Reproduce, word for word, the part of the passage on feeding New York hospital workers that opens with "Beyond the obvious" and closes with "It was well-received.".

Passage ->
■ ■ ■ ■
Beyond the obvious stresses of the city’s overwhelmed hospitals, adequately feeding nurses, doctors, and healthcare workers has been challenging.
The city’s investing $170 million to feed New Yorkers in general, but organizations, small and big, have rallied to make sure that hospital staff on the frontlines of the devastating coronavirus don’t go hungry either.
Michelle Zassenhaus, a strategist and consultant for startups that lives in Park Slope, said when she conceived of Operation Feed Brooklyn she was feeling kind of helpless.
“I was literally lying in bed,” said Zassenhaus, and looking for a way to help when she ordered from a friend’s restaurant and sent the meal to the closest emergency room. It was well-received.
Her operation has raised over $50,000 in funds for hospital workers in the last month, partnering with Industry City’s Food Hall and other independent restaurants in Brooklyn to provide meals for hospital workers whose cafeterias have been shut down. Places like Avocaderia, One Girl Cookies, Japan Village, Sahadi’s, Hometown BBQ, Kotti Berliner Döner Kebab, Gumption Coffee, and Hunger Pang have all chipped in. Through crowdsourcing, some of these restaurants have opened back up for the drops to keep employees paid.
■ ■ ■ ■
Collected material ->
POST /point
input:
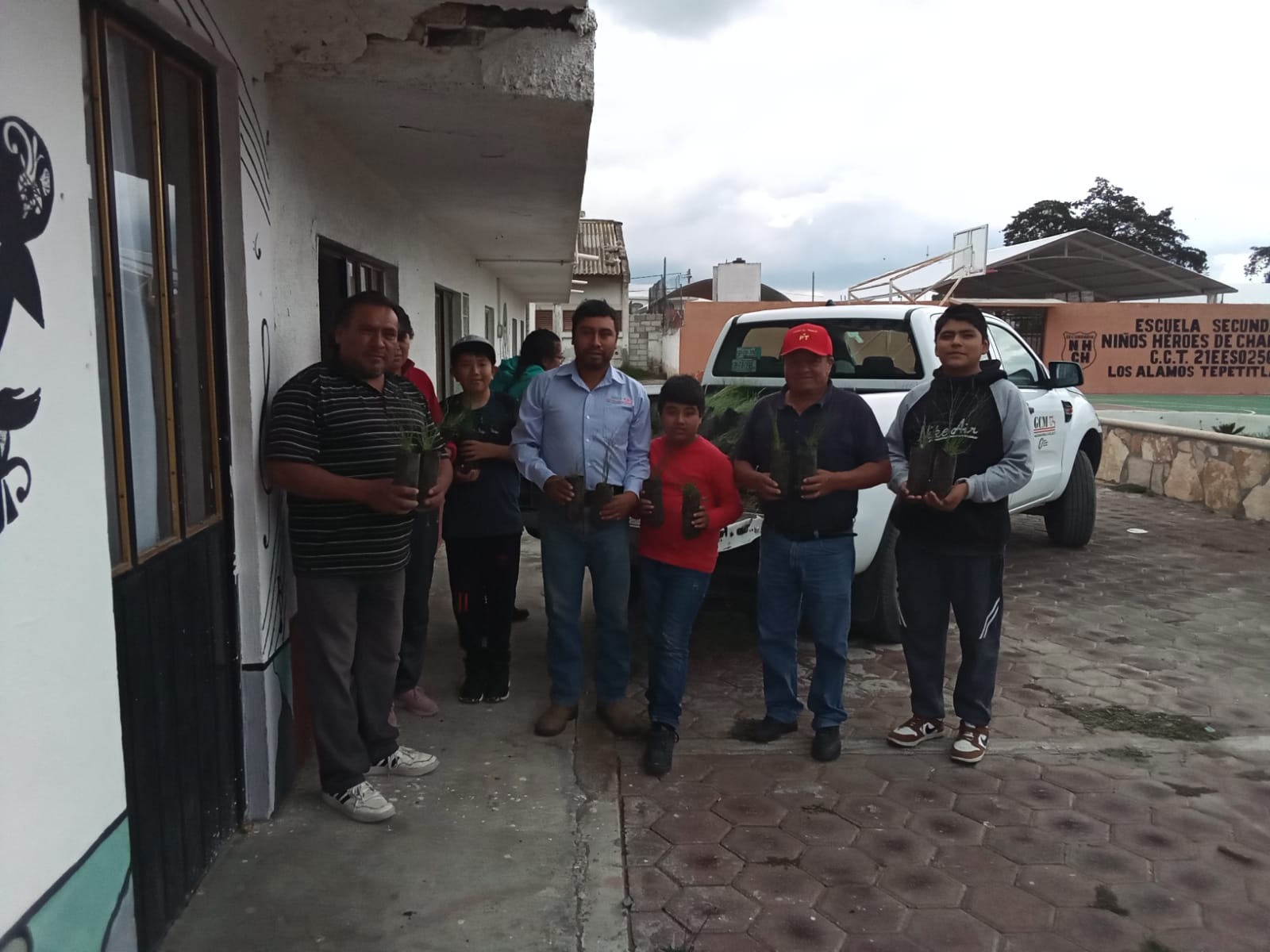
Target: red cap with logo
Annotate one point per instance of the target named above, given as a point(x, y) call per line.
■ ■ ■ ■
Task output ->
Beyond the obvious stresses of the city’s overwhelmed hospitals, adequately feeding nurses, doctors, and healthcare workers has been challenging.
The city’s investing $170 million to feed New Yorkers in general, but organizations, small and big, have rallied to make sure that hospital staff on the frontlines of the devastating coronavirus don’t go hungry either.
Michelle Zassenhaus, a strategist and consultant for startups that lives in Park Slope, said when she conceived of Operation Feed Brooklyn she was feeling kind of helpless.
“I was literally lying in bed,” said Zassenhaus, and looking for a way to help when she ordered from a friend’s restaurant and sent the meal to the closest emergency room. It was well-received.